### Aim of the exercise
Answer these questions from the climate cooperation excerpt:
1. What working group was launched last year, and under what umbrella?
2. What did all G20 countries agree to do last September?
3. In what year would the new international climate agreement take effect?

So, we are getting our house in order. As the President has said, it would be difficult for us to make the case to other countries when we are not making s serious and sustained effort ourselves.

International Cooperation

We are discovering that responding to our changing climate offers us new opportunities to work together. Building strong and enduring partnerships is crucial to achieving results. And we are doing just that here in the region and around the world.

We are developing agreements with major polluters, including India and China, the world’s leading emitters of greenhouse gases. Last year, we launched the first-ever U.S.-China Climate Change Working Group under the umbrella of our bilateral Strategic and Economic Dialogue. Last June, we reached an agreement with China to curb HFCs.

And, as a result, last September all G20 countries agreed to take action on HFCs.

We are also challenging leaders from around the world to set aggressive goals, to develop higher standards, and to make responsible decisions to reduce greenhouse gas emissions. The issue is serious, it deserves everyone’s attention. Everyone can – and must –get involved.

To make that happen, we are working with international organizations, including the Major Economies Forum, the Clean Energy Ministerial, and the Montreal Protocol.

Finally, we are part of negotiations through the UN Framework Convention on Climate to put together a new, ambitious international climate agreement that would take effect in 2020.

Dataset entries:

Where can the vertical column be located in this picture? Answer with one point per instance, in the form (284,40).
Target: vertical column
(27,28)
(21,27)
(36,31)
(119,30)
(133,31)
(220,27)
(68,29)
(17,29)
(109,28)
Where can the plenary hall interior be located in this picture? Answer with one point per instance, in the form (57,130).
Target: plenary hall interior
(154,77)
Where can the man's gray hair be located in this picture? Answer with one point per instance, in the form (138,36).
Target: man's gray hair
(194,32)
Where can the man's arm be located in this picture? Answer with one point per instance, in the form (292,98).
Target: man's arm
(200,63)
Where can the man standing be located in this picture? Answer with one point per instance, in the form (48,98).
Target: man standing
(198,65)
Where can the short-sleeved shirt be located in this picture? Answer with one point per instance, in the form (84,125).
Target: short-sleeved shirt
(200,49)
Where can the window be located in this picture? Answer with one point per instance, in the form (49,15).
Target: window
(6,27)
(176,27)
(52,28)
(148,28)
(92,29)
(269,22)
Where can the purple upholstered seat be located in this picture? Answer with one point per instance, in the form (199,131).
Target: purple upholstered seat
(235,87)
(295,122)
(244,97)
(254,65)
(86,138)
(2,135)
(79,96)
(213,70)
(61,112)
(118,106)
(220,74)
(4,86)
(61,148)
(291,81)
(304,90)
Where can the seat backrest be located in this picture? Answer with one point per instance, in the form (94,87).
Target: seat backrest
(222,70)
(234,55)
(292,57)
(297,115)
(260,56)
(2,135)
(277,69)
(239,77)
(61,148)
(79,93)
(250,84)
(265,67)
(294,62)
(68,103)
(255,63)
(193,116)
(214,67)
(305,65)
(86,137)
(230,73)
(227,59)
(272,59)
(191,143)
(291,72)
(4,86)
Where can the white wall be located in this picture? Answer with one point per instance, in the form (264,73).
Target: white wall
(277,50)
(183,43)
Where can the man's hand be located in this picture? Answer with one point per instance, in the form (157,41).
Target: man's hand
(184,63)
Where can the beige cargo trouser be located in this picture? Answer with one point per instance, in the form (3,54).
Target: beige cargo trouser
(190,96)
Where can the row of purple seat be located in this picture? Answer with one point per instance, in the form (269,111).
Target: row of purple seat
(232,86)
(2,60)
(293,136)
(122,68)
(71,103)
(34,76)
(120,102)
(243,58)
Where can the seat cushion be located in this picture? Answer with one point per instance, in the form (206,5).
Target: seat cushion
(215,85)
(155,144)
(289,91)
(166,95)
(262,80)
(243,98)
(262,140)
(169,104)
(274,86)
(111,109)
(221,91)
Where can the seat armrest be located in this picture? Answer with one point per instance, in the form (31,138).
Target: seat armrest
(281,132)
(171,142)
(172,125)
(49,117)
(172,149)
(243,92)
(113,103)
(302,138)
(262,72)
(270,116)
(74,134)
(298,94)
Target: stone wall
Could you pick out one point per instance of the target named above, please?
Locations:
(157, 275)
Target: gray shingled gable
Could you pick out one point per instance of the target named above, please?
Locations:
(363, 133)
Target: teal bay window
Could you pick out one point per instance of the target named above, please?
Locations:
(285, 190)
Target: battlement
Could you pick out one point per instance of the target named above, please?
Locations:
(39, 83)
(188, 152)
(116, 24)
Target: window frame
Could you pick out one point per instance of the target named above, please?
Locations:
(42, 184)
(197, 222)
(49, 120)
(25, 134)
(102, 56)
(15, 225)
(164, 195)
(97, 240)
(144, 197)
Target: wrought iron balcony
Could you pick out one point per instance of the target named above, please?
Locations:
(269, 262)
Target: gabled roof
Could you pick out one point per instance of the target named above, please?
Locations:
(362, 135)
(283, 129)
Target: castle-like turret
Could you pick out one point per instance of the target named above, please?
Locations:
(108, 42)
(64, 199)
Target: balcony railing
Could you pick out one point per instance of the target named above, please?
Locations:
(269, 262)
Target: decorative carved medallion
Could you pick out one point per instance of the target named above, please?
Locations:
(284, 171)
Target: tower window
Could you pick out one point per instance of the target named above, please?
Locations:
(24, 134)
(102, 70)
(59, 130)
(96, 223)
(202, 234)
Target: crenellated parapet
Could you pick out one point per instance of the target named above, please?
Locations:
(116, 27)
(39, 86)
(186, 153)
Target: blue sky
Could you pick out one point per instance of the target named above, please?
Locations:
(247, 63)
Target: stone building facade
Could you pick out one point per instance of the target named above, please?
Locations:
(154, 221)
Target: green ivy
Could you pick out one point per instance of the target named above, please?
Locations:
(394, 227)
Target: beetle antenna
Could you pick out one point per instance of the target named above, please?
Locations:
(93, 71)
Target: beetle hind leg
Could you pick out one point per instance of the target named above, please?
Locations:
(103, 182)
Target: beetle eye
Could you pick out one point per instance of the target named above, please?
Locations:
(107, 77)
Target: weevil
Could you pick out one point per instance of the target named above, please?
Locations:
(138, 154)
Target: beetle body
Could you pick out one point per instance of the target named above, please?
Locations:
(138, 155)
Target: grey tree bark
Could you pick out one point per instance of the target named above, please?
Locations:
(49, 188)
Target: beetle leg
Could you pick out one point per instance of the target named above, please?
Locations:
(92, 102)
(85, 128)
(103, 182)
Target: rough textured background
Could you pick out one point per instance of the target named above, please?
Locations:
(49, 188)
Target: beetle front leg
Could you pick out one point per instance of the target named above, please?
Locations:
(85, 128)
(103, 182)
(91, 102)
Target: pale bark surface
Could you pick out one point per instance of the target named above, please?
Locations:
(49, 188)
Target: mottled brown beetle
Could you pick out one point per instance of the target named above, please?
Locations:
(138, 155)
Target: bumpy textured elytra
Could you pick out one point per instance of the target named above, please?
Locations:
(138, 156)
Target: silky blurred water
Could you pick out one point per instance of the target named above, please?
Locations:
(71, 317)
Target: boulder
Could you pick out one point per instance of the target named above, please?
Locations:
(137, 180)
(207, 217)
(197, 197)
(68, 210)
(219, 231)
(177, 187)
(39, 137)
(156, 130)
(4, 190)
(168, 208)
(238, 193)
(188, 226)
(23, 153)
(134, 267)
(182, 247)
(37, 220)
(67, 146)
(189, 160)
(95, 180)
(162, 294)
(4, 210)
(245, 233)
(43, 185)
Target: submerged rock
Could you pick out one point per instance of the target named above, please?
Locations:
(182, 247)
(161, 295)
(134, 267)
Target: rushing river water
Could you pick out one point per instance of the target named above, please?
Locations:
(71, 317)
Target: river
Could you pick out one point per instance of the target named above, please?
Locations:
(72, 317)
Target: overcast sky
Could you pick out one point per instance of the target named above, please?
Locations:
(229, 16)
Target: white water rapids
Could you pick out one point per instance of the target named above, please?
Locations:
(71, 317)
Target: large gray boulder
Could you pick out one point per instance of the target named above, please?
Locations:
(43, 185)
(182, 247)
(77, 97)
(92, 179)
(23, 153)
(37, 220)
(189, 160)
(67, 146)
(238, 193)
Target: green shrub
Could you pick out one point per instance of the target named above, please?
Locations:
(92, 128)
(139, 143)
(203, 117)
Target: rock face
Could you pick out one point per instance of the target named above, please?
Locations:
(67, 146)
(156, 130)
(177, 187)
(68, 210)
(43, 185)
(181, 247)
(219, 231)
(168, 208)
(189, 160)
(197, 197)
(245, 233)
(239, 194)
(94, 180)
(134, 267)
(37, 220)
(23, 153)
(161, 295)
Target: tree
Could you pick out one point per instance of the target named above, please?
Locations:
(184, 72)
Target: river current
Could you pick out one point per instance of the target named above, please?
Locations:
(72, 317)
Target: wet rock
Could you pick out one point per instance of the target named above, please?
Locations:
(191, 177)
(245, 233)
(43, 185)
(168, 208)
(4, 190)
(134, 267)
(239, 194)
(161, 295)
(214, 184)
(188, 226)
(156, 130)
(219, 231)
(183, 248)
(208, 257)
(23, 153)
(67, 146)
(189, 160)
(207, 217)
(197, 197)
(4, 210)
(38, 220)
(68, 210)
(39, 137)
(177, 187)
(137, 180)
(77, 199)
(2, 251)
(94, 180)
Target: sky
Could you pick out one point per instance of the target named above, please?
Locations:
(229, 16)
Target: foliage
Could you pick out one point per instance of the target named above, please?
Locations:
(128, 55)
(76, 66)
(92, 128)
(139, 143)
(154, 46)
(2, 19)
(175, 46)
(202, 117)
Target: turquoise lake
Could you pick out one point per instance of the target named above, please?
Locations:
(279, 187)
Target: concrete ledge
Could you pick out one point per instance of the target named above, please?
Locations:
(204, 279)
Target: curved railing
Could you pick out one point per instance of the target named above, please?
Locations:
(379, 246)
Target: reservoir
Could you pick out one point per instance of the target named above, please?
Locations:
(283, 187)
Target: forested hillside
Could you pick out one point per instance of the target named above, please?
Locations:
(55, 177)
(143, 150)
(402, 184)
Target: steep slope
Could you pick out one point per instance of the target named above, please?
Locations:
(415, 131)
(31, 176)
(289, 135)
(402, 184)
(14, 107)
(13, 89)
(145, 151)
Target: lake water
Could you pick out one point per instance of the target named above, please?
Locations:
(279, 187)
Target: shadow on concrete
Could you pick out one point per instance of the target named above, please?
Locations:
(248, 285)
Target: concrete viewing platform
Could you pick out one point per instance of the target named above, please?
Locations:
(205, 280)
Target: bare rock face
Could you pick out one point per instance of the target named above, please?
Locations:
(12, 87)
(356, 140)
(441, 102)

### Solution for this task
1. The first-ever U.S.-China Climate Change Working Group, under the umbrella of the bilateral Strategic and Economic Dialogue.
2. To take action on HFCs.
3. 2020.